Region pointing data
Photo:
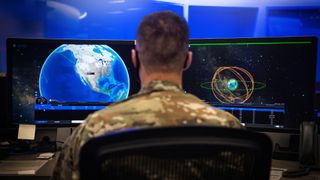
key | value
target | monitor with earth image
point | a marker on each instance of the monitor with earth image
(59, 82)
(265, 82)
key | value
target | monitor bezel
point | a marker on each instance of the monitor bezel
(313, 39)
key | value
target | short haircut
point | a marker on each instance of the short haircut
(162, 42)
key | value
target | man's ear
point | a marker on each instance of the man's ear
(134, 58)
(188, 61)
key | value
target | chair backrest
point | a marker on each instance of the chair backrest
(187, 152)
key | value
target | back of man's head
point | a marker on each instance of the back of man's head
(162, 42)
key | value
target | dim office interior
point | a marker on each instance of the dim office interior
(258, 60)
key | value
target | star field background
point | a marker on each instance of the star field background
(26, 58)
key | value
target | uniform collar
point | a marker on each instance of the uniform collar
(159, 85)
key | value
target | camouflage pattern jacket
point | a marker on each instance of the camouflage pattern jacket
(161, 103)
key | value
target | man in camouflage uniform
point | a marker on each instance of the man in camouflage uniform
(160, 57)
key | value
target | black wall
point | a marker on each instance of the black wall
(3, 101)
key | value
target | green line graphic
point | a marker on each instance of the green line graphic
(247, 43)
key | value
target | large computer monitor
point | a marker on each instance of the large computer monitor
(59, 82)
(265, 82)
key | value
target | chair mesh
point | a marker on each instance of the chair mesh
(221, 164)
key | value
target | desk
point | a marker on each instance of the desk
(43, 173)
(292, 165)
(46, 170)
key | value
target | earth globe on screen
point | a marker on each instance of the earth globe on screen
(84, 73)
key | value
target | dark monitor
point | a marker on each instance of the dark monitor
(59, 82)
(265, 82)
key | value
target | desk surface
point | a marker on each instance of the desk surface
(46, 170)
(292, 165)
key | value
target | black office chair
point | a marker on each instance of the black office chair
(188, 152)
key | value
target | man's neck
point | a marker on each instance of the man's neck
(175, 78)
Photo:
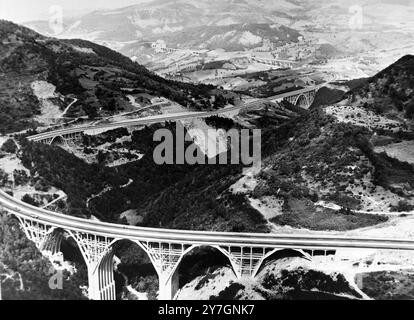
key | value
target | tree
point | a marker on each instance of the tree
(9, 146)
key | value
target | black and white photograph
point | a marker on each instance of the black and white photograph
(207, 150)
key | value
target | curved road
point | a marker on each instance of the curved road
(132, 122)
(117, 231)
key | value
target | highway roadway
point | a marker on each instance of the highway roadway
(133, 122)
(118, 232)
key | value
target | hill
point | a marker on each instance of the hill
(41, 76)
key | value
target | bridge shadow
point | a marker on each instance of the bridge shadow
(200, 261)
(58, 141)
(134, 270)
(281, 254)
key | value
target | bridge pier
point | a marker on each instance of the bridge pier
(168, 286)
(101, 279)
(98, 255)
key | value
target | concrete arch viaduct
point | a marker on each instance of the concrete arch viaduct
(303, 98)
(166, 248)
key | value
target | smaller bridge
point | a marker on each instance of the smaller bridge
(301, 98)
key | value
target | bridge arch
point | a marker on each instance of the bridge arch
(58, 141)
(278, 254)
(216, 250)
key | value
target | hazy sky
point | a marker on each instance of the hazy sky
(26, 10)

THE TASK: Copy the records exactly; no image should appear in the result.

EXERCISE ANSWER:
Photo:
key | value
target | monitor with earth image
point | a marker on each instance of the monitor with earth image
(59, 82)
(265, 82)
key | value
target | monitor bezel
point | a marker on each instance of the monitor bezel
(313, 39)
key | value
target | short haircut
point | a marker on each instance of the short haircut
(162, 42)
key | value
target | man's ear
point | a marker on each instance of the man's ear
(134, 58)
(188, 61)
key | value
target | chair backrest
point | a marker on each instance of the chair backrest
(187, 152)
key | value
target | back of man's head
point | a marker on each instance of the back of man's head
(162, 42)
key | value
target | dim office interior
point | a marker on each instance of the dim office interior
(258, 60)
key | value
target | star field background
point | a marker on each instance of the star field background
(26, 58)
key | value
target | uniform collar
point | a marker on each instance of the uniform collar
(159, 85)
key | value
target | camouflage pattern jacket
point | a marker on each instance of the camouflage pattern jacket
(161, 103)
key | value
target | man in camouflage uniform
point | a marker on each instance of the man in camouflage uniform
(160, 57)
key | value
target | black wall
point | a marker on each instance of the black wall
(3, 101)
key | value
target | green line graphic
point | a marker on each instance of the green line graphic
(247, 43)
key | value
target | large computer monitor
point | a marker on each instance of the large computer monitor
(59, 82)
(265, 82)
key | value
target | chair mesh
point | a marker on each instance of the chair mesh
(221, 164)
key | value
target | desk
point | a marker on each instance of the desk
(43, 173)
(292, 165)
(46, 170)
key | value
target | earth globe on screen
point | a marker on each instance of the earth globe on screen
(84, 73)
key | value
target | dark monitor
point | a marker on each instance of the dark monitor
(59, 82)
(265, 82)
key | value
target | desk surface
point | a marker on each instance of the desk surface
(46, 170)
(292, 165)
key | value
target | black office chair
point | a marker on each instance of the black office chair
(188, 152)
key | value
target | man's neck
point | a marker on each instance of the man's neck
(175, 78)
Photo:
key | value
target | tree
point | a marker on each instance of the tree
(9, 146)
key | value
target | black and white photograph
point | a marker on each instance of the black and white photograph
(207, 150)
key | value
target | curved road
point | a marker on each instance of the curved road
(132, 122)
(117, 231)
key | value
target | highway roadway
point | a marker on each instance of the highway roadway
(133, 122)
(118, 232)
key | value
target | hill
point | a marker on each instance of the hill
(41, 76)
key | value
target | bridge shadow
point | a marker on each instance of the bridge shadow
(200, 261)
(58, 141)
(134, 270)
(281, 254)
key | value
target | bridge pier
point | a marker on each instance of the bridge pier
(168, 286)
(101, 279)
(98, 255)
key | value
target | concrete arch viaduct
point | a marker on each instance of the concrete arch viaduct
(303, 98)
(166, 248)
key | value
target | smaller bridge
point | a marker on each instance of the smaller bridge
(301, 98)
key | value
target | bridge arch
point | a marker on each instance of the bridge arch
(58, 141)
(278, 254)
(216, 250)
key | value
target | hazy sky
point | a marker on each instance of the hazy sky
(26, 10)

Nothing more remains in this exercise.